*Exercise data:*
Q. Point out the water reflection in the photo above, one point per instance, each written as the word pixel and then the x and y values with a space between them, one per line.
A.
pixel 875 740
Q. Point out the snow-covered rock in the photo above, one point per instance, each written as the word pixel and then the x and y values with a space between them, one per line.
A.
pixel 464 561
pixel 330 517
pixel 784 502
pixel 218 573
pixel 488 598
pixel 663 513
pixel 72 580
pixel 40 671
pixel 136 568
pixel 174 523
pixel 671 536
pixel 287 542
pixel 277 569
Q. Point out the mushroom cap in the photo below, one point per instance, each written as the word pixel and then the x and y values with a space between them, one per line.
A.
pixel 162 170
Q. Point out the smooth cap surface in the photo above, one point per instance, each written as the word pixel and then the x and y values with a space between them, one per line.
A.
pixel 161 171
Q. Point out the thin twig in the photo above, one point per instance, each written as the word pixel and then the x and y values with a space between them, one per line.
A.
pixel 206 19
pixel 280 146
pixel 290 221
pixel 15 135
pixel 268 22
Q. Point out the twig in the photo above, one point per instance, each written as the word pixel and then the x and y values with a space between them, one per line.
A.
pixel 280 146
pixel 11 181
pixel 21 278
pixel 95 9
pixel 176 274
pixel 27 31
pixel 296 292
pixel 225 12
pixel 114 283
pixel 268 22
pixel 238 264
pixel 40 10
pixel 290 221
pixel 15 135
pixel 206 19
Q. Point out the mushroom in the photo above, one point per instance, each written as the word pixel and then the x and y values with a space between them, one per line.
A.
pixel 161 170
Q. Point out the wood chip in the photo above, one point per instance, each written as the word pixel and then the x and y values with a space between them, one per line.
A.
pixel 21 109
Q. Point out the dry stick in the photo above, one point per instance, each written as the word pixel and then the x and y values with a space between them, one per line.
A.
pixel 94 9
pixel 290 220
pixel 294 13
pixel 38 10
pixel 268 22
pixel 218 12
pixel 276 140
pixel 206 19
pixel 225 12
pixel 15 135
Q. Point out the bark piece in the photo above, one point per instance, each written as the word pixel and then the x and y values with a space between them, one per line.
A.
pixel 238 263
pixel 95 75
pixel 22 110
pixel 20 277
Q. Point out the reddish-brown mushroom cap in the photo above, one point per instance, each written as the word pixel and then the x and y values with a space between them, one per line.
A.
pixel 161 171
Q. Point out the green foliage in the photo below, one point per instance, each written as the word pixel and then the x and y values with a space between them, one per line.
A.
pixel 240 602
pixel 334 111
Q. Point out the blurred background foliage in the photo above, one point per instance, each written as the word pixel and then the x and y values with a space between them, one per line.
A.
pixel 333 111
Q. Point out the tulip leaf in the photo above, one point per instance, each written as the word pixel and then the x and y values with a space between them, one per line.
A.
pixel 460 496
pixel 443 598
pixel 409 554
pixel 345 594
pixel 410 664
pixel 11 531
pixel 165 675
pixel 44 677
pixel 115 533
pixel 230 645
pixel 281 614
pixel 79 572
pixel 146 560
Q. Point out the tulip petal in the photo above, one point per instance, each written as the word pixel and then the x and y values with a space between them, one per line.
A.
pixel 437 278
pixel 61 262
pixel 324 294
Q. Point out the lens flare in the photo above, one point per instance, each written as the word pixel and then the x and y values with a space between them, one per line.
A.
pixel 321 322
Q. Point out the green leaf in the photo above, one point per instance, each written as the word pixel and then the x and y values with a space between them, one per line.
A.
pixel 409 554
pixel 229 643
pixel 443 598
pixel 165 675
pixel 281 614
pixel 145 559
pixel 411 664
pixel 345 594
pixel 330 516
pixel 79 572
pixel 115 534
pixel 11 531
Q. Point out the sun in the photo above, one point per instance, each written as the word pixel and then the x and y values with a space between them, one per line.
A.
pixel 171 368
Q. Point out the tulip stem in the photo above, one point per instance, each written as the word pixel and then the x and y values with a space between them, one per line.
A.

*Problem details:* Would you write out all the records exactly as they read?

*Output of the task:*
Q. Point out the water reflection in the photo above, one point per instance, each written as the word pixel and then the x and y values with a space between them, one per line.
A.
pixel 875 740
Q. Point out the snow-covered rock in the photo above, one point per instance, each written as the word pixel and then the x and y values with a space between them, one per line.
A.
pixel 464 561
pixel 330 517
pixel 784 502
pixel 218 573
pixel 488 598
pixel 663 513
pixel 72 580
pixel 40 671
pixel 136 568
pixel 174 523
pixel 671 536
pixel 287 542
pixel 277 569
Q. Point out the mushroom cap in the photo below, one point per instance, each written as the word pixel and then the x and y values with a space between them, one per line.
A.
pixel 162 170
Q. Point out the smooth cap surface in the photo above, one point per instance, each written as the word pixel and then the x and y values with a space between them, one per line.
A.
pixel 161 171
Q. Point out the thin twig in the photo above, one point per instance, each written as the word pixel and then the x and y values with a space between them, one per line.
A.
pixel 206 19
pixel 280 146
pixel 290 221
pixel 15 135
pixel 268 22
Q. Point out the twig in the photo above, one point per instance, each written as the word pixel and then the x and y values with a space between them, one per line.
A.
pixel 280 146
pixel 11 181
pixel 21 278
pixel 95 9
pixel 176 274
pixel 27 31
pixel 296 292
pixel 225 12
pixel 114 283
pixel 268 22
pixel 238 264
pixel 40 10
pixel 290 221
pixel 15 135
pixel 206 19
Q. Point out the mushroom in the photo above, one point per instance, each written as the word pixel and then the x and y values with a space between them, one per line.
A.
pixel 161 170
Q. Point out the wood chip in the photo above, one point per instance, each written as the word pixel and then the x and y values with a space between them, one per line.
A.
pixel 21 109
Q. Point out the dry stick in the photo above, one point per instance, each written as the word pixel and then the x and y values with a space between them, one per line.
A.
pixel 94 9
pixel 290 220
pixel 294 13
pixel 38 10
pixel 268 22
pixel 218 12
pixel 276 140
pixel 206 19
pixel 225 12
pixel 15 135
Q. Point out the bark piece in the photo above, one point per instance, each written as the word pixel and then the x and y values with a space between them, one per line.
A.
pixel 238 263
pixel 95 75
pixel 22 110
pixel 20 277
Q. Point out the reddish-brown mushroom cap in the photo above, one point per instance, each written as the word pixel and then the x and y values with a space between them, one per line.
A.
pixel 161 171
Q. Point out the green foliage in the photo below, one point per instance, each written as the word pixel and then the x and y values with a space between them, one per line.
A.
pixel 240 602
pixel 334 111
Q. Point out the blurred background foliage in the photo above, one point per instance, each written as the word pixel and then the x and y values with a space between them, one per line.
A.
pixel 333 111
Q. Point out the tulip leaf in the photo above, one point per instance, each written as the word pixel and then the x and y values with a space between them, one per line.
A.
pixel 460 496
pixel 443 598
pixel 409 554
pixel 345 594
pixel 410 664
pixel 11 531
pixel 165 675
pixel 44 677
pixel 115 533
pixel 230 645
pixel 281 614
pixel 79 572
pixel 146 560
Q. Point out the tulip petal in the photo above, one point per instance, each written as the word pixel and then the x and y values with a space between them, one per line.
A.
pixel 437 278
pixel 61 262
pixel 324 294
Q. Point out the lens flare in the photo above, one point per instance, each written as the word pixel and then the x and y values with a space between them, one per line.
A.
pixel 321 322
Q. Point out the green leaf in the photo above, one point per instance, each written as the word pixel and then the x and y values with a space between them, one per line.
A.
pixel 409 554
pixel 229 643
pixel 443 598
pixel 165 675
pixel 281 614
pixel 145 559
pixel 411 664
pixel 345 594
pixel 330 516
pixel 79 572
pixel 115 534
pixel 11 531
Q. Point out the sun in the photo above, one point per instance, each written as the word pixel and then the x and y values with a space between them, one per line.
A.
pixel 171 368
Q. Point out the tulip stem in the photo above, one point per instance, each written as the word pixel and then the x and y values with a space between them, one per line.
A.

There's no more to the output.